• Document segment:

........

Golovinomyces latisporus

Scientific classification
- Kingdom: Fungi
- Division: Ascomycota
- Class: Leotiomycetes
- Order: Helotiales
- Family: Erysiphaceae
- Genus: Golovinomyces
- Species: G. latisporus
- Binomial name: Golovinomyces latisporus (U. Braun) P.L. Qiu & Shu Y. Liu, 2020
- Synonyms: Erysiphe cichoracearum var. latispora U. Braun, 1983 ; Oidium latisporum U. Braun, 1982 ;

= Golovinomyces latisporus =

- Genus: Golovinomyces
- Species: latisporus
- Authority: (U. Braun) P.L. Qiu & Shu Y. Liu, 2020

Species of fungus

Golovinomyces latisporus is a fungal plant pathogen in the family Erysiphaceae (powdery mildews). Part of the Golovinomyces ambrosiae complex, this species infects sunflowers (Helianthus, and likely Heliopsis too).

== Taxonomy ==
Golovinomyces latisporus was first described by Uwe Braun in 1983 with the basionym Erysiphe cichoracearum var. latispora. The variety was later raised to species level by Peng-Lei Qiu et al. in 2020.

........

• Information:
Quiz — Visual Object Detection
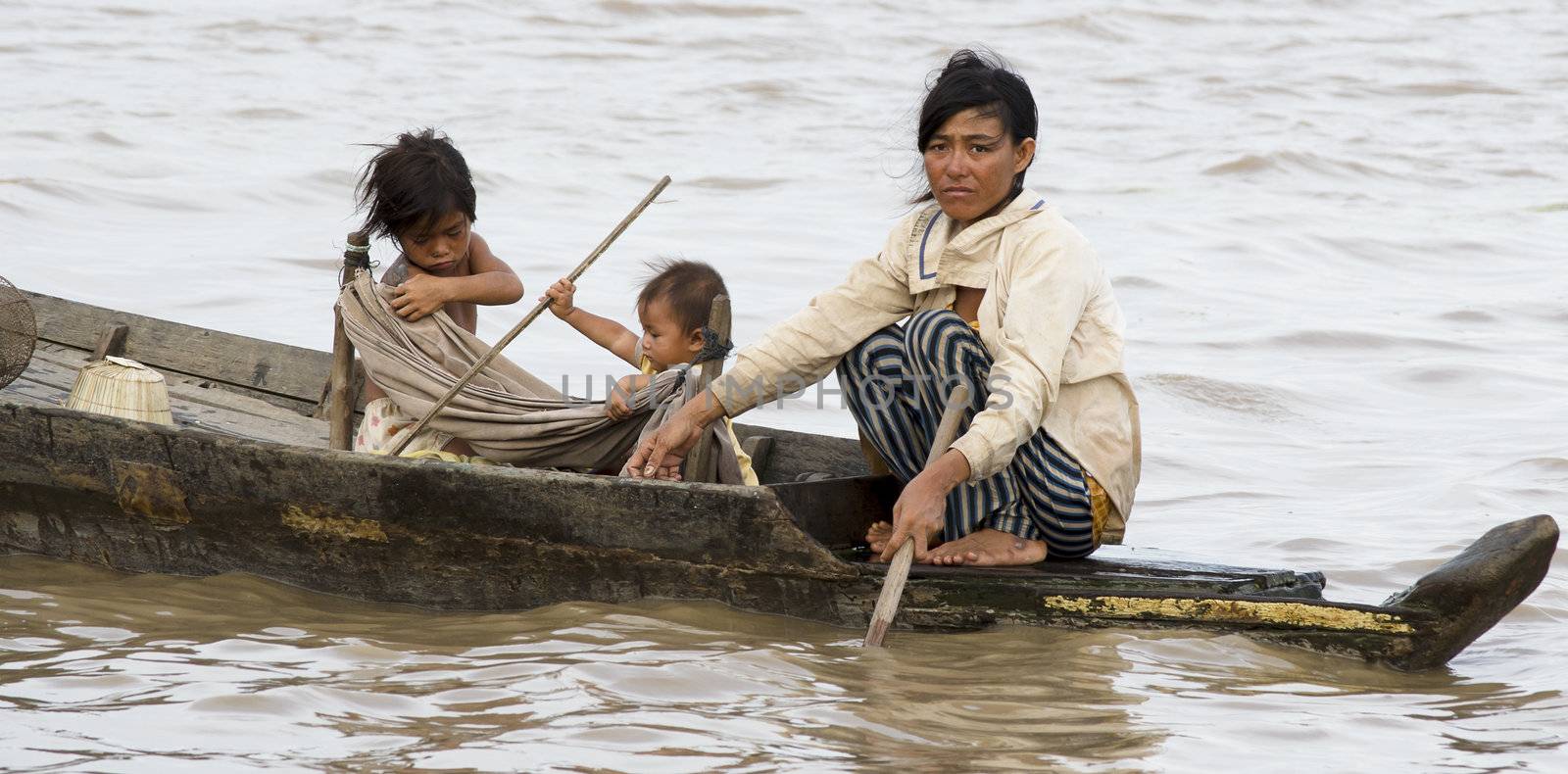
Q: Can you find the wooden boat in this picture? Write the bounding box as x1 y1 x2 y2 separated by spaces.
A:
0 293 1557 669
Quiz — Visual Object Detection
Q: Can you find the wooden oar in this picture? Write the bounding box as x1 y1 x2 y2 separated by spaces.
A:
387 175 669 458
865 382 969 647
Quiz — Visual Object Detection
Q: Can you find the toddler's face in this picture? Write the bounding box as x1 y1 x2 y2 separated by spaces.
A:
637 298 703 369
398 212 472 275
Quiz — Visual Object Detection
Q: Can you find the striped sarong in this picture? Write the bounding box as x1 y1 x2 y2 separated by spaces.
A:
837 311 1096 559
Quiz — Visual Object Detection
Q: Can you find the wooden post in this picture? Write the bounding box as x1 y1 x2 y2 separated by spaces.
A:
326 232 370 452
88 322 130 362
680 295 731 484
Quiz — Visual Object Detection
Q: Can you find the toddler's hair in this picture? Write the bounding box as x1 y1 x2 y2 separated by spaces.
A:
355 128 476 240
637 260 729 334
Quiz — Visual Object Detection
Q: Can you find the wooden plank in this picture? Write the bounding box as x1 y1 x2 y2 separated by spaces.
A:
24 290 332 409
735 421 872 484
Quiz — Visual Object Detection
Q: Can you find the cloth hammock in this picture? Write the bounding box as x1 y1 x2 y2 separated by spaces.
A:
337 269 742 484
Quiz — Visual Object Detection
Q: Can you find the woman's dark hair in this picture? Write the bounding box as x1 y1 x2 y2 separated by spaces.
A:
637 260 729 335
914 49 1040 202
355 128 476 240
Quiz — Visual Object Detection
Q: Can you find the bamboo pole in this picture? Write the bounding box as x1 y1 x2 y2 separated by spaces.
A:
387 175 669 458
865 384 969 647
326 232 370 450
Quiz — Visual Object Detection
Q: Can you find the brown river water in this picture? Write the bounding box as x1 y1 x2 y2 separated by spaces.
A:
0 0 1568 772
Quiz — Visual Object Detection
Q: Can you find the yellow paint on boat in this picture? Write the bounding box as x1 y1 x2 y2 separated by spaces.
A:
1043 597 1414 635
282 505 387 542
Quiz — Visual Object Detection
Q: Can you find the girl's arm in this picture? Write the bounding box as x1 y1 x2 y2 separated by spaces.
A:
381 233 522 322
539 277 641 366
441 233 522 306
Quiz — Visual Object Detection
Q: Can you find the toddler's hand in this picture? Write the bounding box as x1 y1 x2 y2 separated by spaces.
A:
539 277 577 319
604 374 638 421
392 274 449 322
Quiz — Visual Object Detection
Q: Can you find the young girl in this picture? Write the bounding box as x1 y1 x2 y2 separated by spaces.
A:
539 260 758 486
355 128 522 456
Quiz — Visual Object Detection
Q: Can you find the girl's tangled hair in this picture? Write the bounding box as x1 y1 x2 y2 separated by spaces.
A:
355 128 478 240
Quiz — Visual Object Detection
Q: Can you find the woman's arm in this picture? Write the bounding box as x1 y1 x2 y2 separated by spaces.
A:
952 233 1100 481
711 247 914 416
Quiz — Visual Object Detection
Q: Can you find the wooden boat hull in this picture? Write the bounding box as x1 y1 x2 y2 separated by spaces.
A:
0 405 1557 669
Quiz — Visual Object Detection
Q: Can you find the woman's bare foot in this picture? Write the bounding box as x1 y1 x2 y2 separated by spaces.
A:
925 530 1046 567
865 522 892 556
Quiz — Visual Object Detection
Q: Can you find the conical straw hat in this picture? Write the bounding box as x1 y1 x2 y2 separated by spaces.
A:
66 356 174 424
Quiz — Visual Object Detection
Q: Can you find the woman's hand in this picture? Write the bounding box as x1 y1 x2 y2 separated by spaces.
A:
881 448 970 561
625 390 724 481
539 277 577 319
881 470 951 561
604 373 643 421
392 272 452 322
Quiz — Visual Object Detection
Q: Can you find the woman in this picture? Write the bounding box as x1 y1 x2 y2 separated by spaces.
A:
629 50 1140 565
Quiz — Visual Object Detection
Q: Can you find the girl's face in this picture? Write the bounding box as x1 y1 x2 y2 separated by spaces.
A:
920 108 1035 227
637 298 703 369
398 212 472 275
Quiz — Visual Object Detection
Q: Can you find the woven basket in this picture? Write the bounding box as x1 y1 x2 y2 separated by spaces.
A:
66 356 174 424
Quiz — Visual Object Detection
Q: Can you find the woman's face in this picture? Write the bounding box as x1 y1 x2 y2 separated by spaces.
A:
922 108 1035 225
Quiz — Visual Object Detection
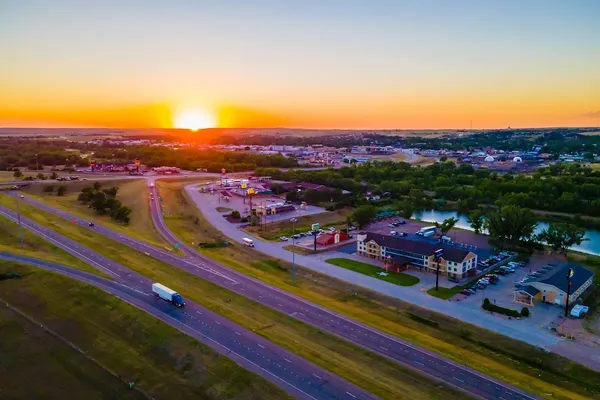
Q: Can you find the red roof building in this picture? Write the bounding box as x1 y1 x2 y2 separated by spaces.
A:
317 232 348 246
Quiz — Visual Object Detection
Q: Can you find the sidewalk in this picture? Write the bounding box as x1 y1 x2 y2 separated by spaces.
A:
185 184 560 350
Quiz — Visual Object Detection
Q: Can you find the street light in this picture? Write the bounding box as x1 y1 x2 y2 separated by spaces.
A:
565 268 573 318
433 249 444 292
17 197 23 248
290 218 298 285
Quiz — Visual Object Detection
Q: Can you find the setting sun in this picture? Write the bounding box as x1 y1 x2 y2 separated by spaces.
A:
174 109 216 131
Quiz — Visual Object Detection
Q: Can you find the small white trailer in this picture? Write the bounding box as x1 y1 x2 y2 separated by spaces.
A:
152 283 185 307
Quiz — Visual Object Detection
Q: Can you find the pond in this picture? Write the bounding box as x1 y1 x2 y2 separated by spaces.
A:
413 210 600 256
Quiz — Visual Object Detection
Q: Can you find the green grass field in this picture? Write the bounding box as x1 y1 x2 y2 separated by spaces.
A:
158 181 600 400
244 209 352 240
325 258 419 286
0 192 464 399
0 262 290 400
24 179 170 248
0 216 108 278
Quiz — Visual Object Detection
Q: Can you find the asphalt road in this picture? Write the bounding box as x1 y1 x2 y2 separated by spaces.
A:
0 207 377 400
0 189 535 400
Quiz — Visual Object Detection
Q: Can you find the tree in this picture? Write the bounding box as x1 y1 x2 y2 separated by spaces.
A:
467 210 485 235
352 205 377 228
484 206 536 249
397 200 415 219
435 217 458 236
285 189 300 203
269 183 285 194
102 186 119 198
538 222 589 255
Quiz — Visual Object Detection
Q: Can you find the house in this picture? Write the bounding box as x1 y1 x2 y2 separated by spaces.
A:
317 232 348 246
356 232 477 279
513 263 594 307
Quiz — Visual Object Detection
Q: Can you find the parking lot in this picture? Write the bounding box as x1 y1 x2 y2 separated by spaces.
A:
451 256 563 327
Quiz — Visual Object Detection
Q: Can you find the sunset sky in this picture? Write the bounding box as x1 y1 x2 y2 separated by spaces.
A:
0 0 600 129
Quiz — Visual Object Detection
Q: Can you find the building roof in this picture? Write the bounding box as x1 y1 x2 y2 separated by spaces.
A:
532 263 594 293
517 286 540 297
365 232 471 262
392 256 412 265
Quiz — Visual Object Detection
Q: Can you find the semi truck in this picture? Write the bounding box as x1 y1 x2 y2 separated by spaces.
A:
152 283 185 307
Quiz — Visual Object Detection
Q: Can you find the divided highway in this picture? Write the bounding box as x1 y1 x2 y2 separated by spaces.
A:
0 207 377 400
0 189 536 400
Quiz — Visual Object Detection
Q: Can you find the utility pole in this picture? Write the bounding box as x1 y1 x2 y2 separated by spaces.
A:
290 218 298 285
17 198 23 248
433 249 444 292
565 268 573 318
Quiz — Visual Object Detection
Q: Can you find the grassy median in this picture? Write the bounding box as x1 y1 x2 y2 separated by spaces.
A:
24 179 170 248
325 258 419 286
157 181 600 400
0 261 290 400
0 216 103 278
0 191 465 399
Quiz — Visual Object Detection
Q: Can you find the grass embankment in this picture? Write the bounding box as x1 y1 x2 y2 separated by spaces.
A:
0 261 289 399
23 179 170 248
159 182 600 399
244 209 352 240
325 258 419 286
0 190 464 399
0 216 103 277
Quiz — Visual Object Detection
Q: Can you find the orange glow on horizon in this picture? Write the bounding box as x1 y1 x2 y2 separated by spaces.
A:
173 108 216 132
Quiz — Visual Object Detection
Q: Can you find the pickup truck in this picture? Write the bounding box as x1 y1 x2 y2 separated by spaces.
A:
152 283 185 307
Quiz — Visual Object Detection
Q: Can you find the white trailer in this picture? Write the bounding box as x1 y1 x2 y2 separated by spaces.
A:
152 283 185 307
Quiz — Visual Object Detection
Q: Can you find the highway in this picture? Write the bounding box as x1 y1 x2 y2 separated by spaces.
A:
0 189 536 400
0 207 377 400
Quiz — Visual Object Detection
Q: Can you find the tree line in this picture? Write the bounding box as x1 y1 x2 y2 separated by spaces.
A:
256 162 600 220
77 182 131 224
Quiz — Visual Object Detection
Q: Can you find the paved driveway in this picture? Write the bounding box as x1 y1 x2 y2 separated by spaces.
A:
185 184 559 348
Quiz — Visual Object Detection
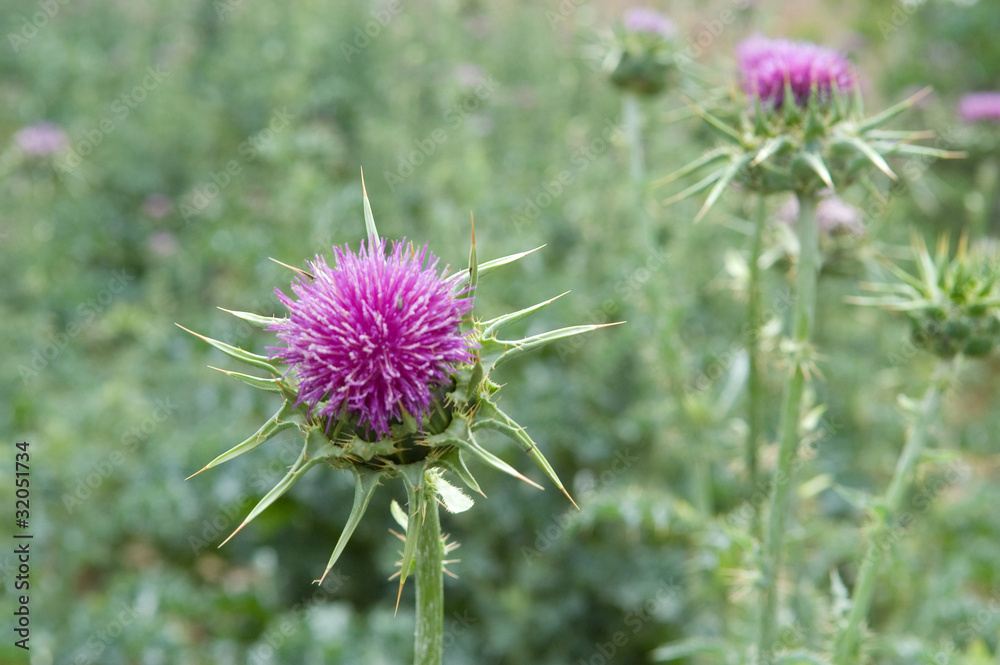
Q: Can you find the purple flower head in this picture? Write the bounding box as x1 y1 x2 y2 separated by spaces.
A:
623 7 677 39
736 35 857 108
269 240 473 436
14 122 67 157
958 92 1000 123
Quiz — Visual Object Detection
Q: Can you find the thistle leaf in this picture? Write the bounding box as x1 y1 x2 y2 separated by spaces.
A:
838 136 899 180
487 321 624 372
209 365 282 393
361 168 379 243
482 291 569 339
694 155 751 223
316 464 384 584
858 86 931 134
473 405 580 510
650 148 729 187
174 323 281 376
802 151 834 189
219 441 321 547
185 401 297 480
219 307 285 328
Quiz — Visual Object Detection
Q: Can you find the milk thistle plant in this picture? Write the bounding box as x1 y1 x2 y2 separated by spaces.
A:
656 35 950 660
834 237 1000 665
185 179 603 665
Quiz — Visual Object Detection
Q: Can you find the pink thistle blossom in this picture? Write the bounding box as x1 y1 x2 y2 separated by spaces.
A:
269 240 473 436
736 35 857 108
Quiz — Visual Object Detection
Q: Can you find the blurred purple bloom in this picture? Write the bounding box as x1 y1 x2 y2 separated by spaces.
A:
14 122 68 157
269 240 473 436
736 35 857 108
958 92 1000 122
775 190 865 235
623 7 677 39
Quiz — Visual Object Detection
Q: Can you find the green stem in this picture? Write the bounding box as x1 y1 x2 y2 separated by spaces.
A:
622 91 653 251
622 92 646 187
746 194 765 512
834 360 958 665
757 192 819 663
410 477 444 665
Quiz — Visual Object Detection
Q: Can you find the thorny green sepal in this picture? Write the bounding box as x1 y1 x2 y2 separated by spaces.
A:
219 306 284 328
209 365 284 393
175 323 281 376
316 466 382 584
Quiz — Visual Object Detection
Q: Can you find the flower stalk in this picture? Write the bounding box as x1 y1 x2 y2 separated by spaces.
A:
413 473 444 665
833 356 961 665
746 194 766 504
757 192 819 656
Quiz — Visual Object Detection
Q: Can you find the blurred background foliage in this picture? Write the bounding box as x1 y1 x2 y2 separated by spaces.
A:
0 0 1000 665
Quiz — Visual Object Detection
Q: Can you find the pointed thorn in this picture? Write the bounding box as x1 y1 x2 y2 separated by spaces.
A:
217 520 249 549
313 568 330 585
184 466 208 480
392 576 403 616
268 256 315 278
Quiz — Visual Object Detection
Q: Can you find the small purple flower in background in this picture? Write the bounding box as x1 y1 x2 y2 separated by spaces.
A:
270 240 474 436
775 190 865 235
622 7 677 39
14 122 69 157
736 35 857 108
958 92 1000 123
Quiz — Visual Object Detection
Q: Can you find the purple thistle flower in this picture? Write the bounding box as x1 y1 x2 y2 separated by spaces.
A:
736 35 857 108
14 122 67 157
269 240 473 436
958 92 1000 123
622 7 677 39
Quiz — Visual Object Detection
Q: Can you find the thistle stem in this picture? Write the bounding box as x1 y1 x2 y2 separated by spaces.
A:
411 478 444 665
746 194 765 512
834 360 958 665
757 192 819 663
622 91 653 248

........

• Apply what you read:
1. Reproduce word for word the stretch of the Golovinomyces latisporus article from "Golovinomyces latisporus is" through "likely Heliopsis too).".
2. In two sentences, summarize the Golovinomyces latisporus article.

• Answer set:
1.
Golovinomyces latisporus is a fungal plant pathogen in the family Erysiphaceae (powdery mildews). Part of the Golovinomyces ambrosiae complex, this species infects sunflowers (Helianthus, and likely Heliopsis too).

2. Golovinomyces latisporus is a powdery mildew fungus in the family Erysiphaceae that infects sunflowers and likely Heliopsis as well. Uwe Braun first described it in 1983 as Erysiphe cichoracearum var. latispora, and Peng-Lei Qiu and colleagues raised it to species level in 2020.